# WHAT IS ASKED:
Rewrite the entries below as a two-column CSV with the header columns "request" and "result," one row per entry. Place each entry's text and its answer in a single quoted field apiece, with line breaks replaced by spaces.

# GIVEN RECORDS:
^^^^^^^^
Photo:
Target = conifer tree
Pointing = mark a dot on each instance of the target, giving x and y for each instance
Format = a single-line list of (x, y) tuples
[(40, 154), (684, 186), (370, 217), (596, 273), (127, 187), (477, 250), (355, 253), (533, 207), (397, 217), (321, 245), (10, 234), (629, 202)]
^^^^^^^^
# SOLUTION FOR THIS TASK:
request,result
"Photo: Target = conifer tree Pointing = mark a dot on each instance of the target, giving x and y for each instance Format = a single-line list of (x, y) tuples","[(40, 154), (684, 186), (370, 217), (596, 273), (127, 187), (477, 250), (355, 253), (533, 207), (397, 217), (321, 245), (10, 234), (629, 202)]"